Aim - Rewrite the speech from the words "Almost one third" through "1 January 2020.", changing "related business entities" to "associated enterprises".

Dáil debates

Wednesday, 23 October 2019

Finance Bill 2019: Second Stage

 

7:25 pm

Photo of Tommy BroughanTommy Broughan (Dublin Bay North, Independent) | Oireachtas source

Budget 2020 needed to be a dynamic, proactive budget to protect the incomes of our people facing the challenge of Brexit and climate change actions. In the event, two weeks ago, the budget was a regressive imposition on huge cohorts of society, effectively cutting the real incomes of families and citizens on social protection and those in lower-paid jobs. Despite the concerns repeatedly expressed by the Irish Fiscal Advisory Council and civil society agencies like Social Justice Ireland, and the regressive increase in carbon tax, there was no attempt to widen the tax base and lessen Ireland's serious tax dependence on the corporation tax being paid by a small number of multinational companies. As Deputy Michael McGrath said earlier, 45% of it is paid by just ten companies.

Despite much good work being done by the Department of Finance in the tax strategy group papers, for which we thank the Department, there was no effort whatsoever in budget 2020 to address the huge cost of tax expenditures to the Irish Exchequer, excepting the Minister's effort to address the very serious and growing risk from the hard Brexit that has now been approved in principle by the UK House of Commons. Budget 2020 was largely a non-event. The Finance Bill 2019 before us is a fairly similar exercise, which despite a number of major insertions into the tax code, does nothing to ease the tax burden on lower-income citizens and families or address the medium and longer-term sustainability of corporation tax and the ongoing large annual leakage from national revenue through tax expenditures.

Almost one third of the Bill concerns a new Part 35A of the principal Act to reform the provisions on transfer pricing in section 26 and a new Part 35C to implement the EU Directive 2016/1164 on hybrid mismatches in section 30. Transfer pricing refers to aspects of inter-company pricing arrangements between related business entities and includes inter-company tangible and intangible property transfers and finance transfers. The changes on transfer pricing are being introduced to bring our tax legislation into line with the 2017 OECD transfer pricing guidelines, and this new Part 35A of the principal Act will apply from 1 January 2020.

I understand that Irish transfer pricing rules currently apply to trading transactions that are chargeable to tax under Schedule D class 1 or class 2 of the Taxes Consolidation Act 1997. The new rules respond to reforms proposed in the Coffey review of the Irish corporation tax code, which is welcome. The new section on transfer pricing also follows on from the Department of Finance feedback statement following the earlier public consultation. Of course, the OECD 2017 transfer pricing guidelines in section 26 replace the existing 2010 guidelines. The new section extends the transfer pricing rules to cover cross-border non-trading transactions. It removes the pre-July 2010 exemption for grandfathered arrangements and extends the rules for national capital transactions.

It is to be hoped the new rules will bring less bureaucratic transfer pricing documentation to SMEs. It has to be asked, however, what real impact this modernisation of transfer pricing rules will have on increasing tax flows to the Exchequer. Is it expected that companies will utilise further tax avoidance measures around transfer pricing? Other Deputies referred to this. It is like a cat-and-mouse struggle the whole time with some of these companies. I note for example that the budget 2020 tax policy changes report published by the Department of Finance with budget 2020 gives a yield of only €10 million in a full year from both the transfer pricing and anti-hybrid rules changes. That is a very small sum in the context of the massive flows of money in these companies.

Material provided -
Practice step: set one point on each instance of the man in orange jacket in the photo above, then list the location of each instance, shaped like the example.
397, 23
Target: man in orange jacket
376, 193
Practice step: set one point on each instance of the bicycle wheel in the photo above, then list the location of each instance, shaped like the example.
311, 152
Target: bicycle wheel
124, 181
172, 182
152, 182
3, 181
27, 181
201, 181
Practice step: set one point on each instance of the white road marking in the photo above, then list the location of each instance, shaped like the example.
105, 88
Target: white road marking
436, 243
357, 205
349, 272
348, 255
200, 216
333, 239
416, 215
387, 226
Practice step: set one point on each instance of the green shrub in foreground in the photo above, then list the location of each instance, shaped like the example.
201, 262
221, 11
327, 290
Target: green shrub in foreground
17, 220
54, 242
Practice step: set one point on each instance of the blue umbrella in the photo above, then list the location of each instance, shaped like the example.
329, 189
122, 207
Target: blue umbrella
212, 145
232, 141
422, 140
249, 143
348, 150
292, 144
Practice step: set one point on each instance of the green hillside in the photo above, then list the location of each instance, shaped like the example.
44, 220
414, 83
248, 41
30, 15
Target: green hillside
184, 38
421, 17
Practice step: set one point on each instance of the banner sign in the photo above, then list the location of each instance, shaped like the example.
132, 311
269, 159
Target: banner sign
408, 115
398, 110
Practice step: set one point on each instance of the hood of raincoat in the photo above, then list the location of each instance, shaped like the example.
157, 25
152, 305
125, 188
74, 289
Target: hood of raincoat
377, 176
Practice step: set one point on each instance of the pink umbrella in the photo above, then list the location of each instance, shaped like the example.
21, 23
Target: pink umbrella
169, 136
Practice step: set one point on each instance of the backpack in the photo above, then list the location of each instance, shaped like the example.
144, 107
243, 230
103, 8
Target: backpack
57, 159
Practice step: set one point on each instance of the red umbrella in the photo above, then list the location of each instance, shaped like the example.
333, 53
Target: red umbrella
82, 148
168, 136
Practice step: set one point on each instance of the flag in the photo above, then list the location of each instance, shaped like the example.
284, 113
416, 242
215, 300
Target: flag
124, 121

Reply -
Almost one third of the Bill concerns a new Part 35A of the principal Act to reform the provisions on transfer pricing in section 26 and a new Part 35C to implement the EU Directive 2016/1164 on hybrid mismatches in section 30. Transfer pricing refers to aspects of inter-company pricing arrangements between associated enterprises and includes inter-company tangible and intangible property transfers and finance transfers. The changes on transfer pricing are being introduced to bring our tax legislation into line with the 2017 OECD transfer pricing guidelines, and this new Part 35A of the principal Act will apply from 1 January 2020.